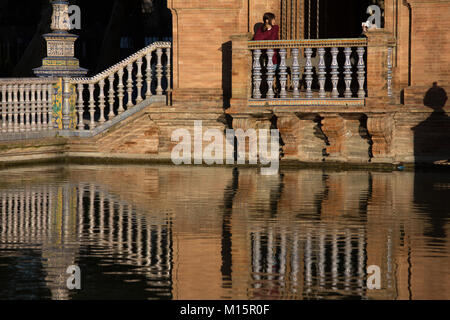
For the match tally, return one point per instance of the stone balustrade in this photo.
(123, 86)
(312, 70)
(26, 105)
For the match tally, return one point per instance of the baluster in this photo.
(257, 74)
(283, 73)
(80, 106)
(45, 101)
(48, 119)
(44, 107)
(10, 108)
(111, 97)
(334, 72)
(389, 72)
(295, 73)
(101, 100)
(168, 69)
(130, 85)
(321, 73)
(308, 72)
(38, 106)
(22, 107)
(159, 90)
(348, 72)
(139, 81)
(361, 72)
(51, 101)
(27, 108)
(16, 108)
(4, 109)
(270, 73)
(120, 94)
(91, 106)
(33, 107)
(148, 58)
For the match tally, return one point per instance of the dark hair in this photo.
(267, 19)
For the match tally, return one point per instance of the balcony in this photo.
(314, 73)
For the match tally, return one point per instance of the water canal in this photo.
(165, 232)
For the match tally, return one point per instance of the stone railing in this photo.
(319, 70)
(122, 87)
(26, 106)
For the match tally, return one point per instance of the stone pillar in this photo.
(344, 137)
(380, 127)
(60, 60)
(333, 128)
(300, 135)
(429, 44)
(241, 75)
(201, 33)
(246, 122)
(379, 41)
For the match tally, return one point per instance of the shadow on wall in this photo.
(432, 136)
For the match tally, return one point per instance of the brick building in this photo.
(406, 62)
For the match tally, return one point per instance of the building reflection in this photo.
(199, 233)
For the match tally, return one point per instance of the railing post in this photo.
(334, 72)
(257, 74)
(283, 73)
(295, 73)
(361, 72)
(308, 72)
(270, 73)
(321, 73)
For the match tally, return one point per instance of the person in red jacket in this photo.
(269, 31)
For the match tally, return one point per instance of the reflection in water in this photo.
(159, 232)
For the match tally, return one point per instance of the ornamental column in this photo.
(60, 60)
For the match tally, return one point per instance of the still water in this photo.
(164, 232)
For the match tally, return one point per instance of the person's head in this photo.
(269, 19)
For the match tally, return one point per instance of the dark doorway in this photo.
(329, 19)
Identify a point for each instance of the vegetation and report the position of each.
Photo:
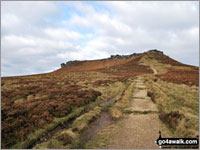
════
**About this task:** Return every record above exactly as written, but drop the pictures.

**Your response:**
For the match tally, return one point per instance of the stone balustrade in this photo.
(123, 86)
(312, 70)
(26, 105)
For the match tally, return one point per instance of the baluster in this photo.
(257, 74)
(283, 73)
(80, 106)
(45, 101)
(48, 119)
(44, 107)
(10, 108)
(111, 97)
(334, 72)
(389, 72)
(295, 73)
(101, 100)
(168, 69)
(130, 85)
(321, 73)
(308, 72)
(38, 106)
(22, 107)
(159, 90)
(348, 72)
(139, 81)
(361, 72)
(51, 101)
(27, 108)
(16, 108)
(4, 109)
(270, 73)
(120, 94)
(91, 106)
(33, 107)
(148, 58)
For the match tally, return one point per instance of the dark hair in this photo.
(267, 19)
For the match tally, return one point per instance of the balcony in this photo.
(314, 73)
For the match tally, return one point per instance of the water canal in this photo.
(165, 232)
For the match tally, return one point per instance of the stone railing in this photo.
(319, 70)
(122, 87)
(26, 106)
For the match tally, return one point per instance of the stone pillar in this photo.
(344, 137)
(380, 127)
(60, 60)
(333, 128)
(300, 135)
(429, 44)
(241, 75)
(201, 33)
(246, 122)
(379, 41)
For the match tally, return one point per instance of the shadow on wall in this photo.
(432, 136)
For the match tally, return one point per instance of the brick building in this photo.
(406, 62)
For the match tally, return one point per instance of the building reflection in this photo.
(199, 233)
For the match tally, return one point per instance of the railing post in this photo.
(334, 72)
(257, 74)
(283, 73)
(295, 73)
(361, 72)
(308, 72)
(270, 73)
(321, 73)
For the match tally, return one point per instance of the person in red jacket in this photo.
(269, 31)
For the match tally, return one point per instance of the reflection in water in this photo.
(159, 232)
For the match tally, return one point per instance of the ornamental column in this photo.
(60, 60)
For the match tally, return one point per instance of the still water in this photo.
(164, 232)
For the match tally, return one point per instance of the person's head in this photo.
(269, 19)
For the match tally, return one point per instance of the dark doorway in this photo.
(329, 19)
Identify a point for each instance of the vegetation and report the position of each.
Photo:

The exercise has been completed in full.